提示文 ->
やるせない気持ち

98歳で……102歳で……親が亡くなった
という喪中葉書を読むと、
(決して喜ぶことではないけれど)
わぁ、大往生!! 長寿でお幸せな人生……というイメージをもちます。
しかし、亡くなったのが「生徒さんご本人」だと……
悲しく、やるせない気持ちに。
先月、苗字も名前も知らない人からの喪中葉書。
「誤って配達された?」
と、文面を読むと、
「母、○○○子(生徒名)が永眠……。
本来なら父○○よりご連絡するところ、父も療養中のため、
娘の私より……。」
嫁がれて姓がちがうお嬢様からのお葉書でした、
数年前、
「夫が病気になって世話が大変になり、
あんな大好きだったピアノに気持ちを集中できなくて……」
と、退会された生徒さんです。
今年のお正月、ご本人からの年賀状。
「ピアノを習っていた何年間は、私の人生にとって宝物です」
と、書かれていました。
「こちらこそ、○子さんに教えることができた何年間は、私にとって宝物です」
とお返事。
今考えると、もしかしたら死期を感じて、あのような年賀状を?
頭の中を色々な想いがめぐります。

演習資料 ->
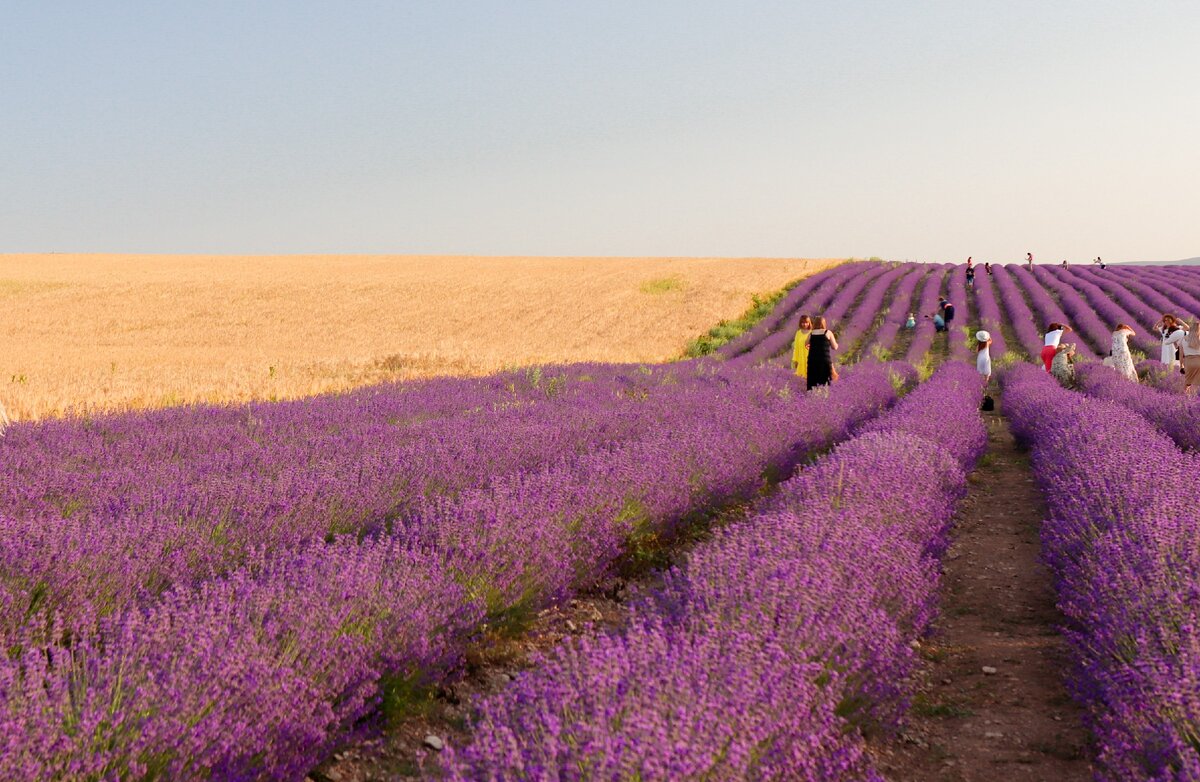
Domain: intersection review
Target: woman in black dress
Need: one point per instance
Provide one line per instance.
(821, 346)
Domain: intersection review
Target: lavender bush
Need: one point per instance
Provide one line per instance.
(1174, 414)
(923, 338)
(1121, 541)
(1020, 317)
(778, 642)
(898, 308)
(990, 317)
(262, 671)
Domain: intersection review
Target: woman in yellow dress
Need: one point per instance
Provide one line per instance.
(801, 348)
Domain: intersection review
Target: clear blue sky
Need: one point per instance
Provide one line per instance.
(904, 130)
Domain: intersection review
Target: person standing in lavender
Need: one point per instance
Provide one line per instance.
(1120, 358)
(1171, 332)
(801, 347)
(1051, 340)
(821, 344)
(947, 311)
(1063, 367)
(983, 355)
(1191, 347)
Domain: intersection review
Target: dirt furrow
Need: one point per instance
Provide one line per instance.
(991, 702)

実施課題 ->
**A)** 提示文によれば、先月届いた喪中葉書の差出人は誰でしたか。
**B)** 上記の演習資料にあるエントリーをすべて、一字一句違えずに書き写してください。ただし、画像は回答から除いてください。

課題別解答 ->
**A)** 嫁がれて姓が変わった、生徒さんのお嬢様です。

**B)**
Domain: intersection review
Target: woman in black dress
Need: one point per instance
Provide one line per instance.
(821, 346)
Domain: intersection review
Target: lavender bush
Need: one point per instance
Provide one line per instance.
(1174, 414)
(923, 338)
(1121, 541)
(1020, 317)
(778, 642)
(898, 308)
(990, 317)
(262, 671)
Domain: intersection review
Target: woman in yellow dress
Need: one point per instance
Provide one line per instance.
(801, 348)
Domain: intersection review
Target: clear blue sky
Need: one point per instance
Provide one line per instance.
(904, 130)
Domain: intersection review
Target: person standing in lavender
Need: one point per instance
Provide one line per instance.
(1120, 358)
(1171, 332)
(801, 347)
(1051, 340)
(821, 344)
(947, 311)
(1063, 367)
(983, 355)
(1191, 347)
Domain: intersection review
Target: dirt furrow
Need: one point per instance
Provide one line per instance.
(991, 702)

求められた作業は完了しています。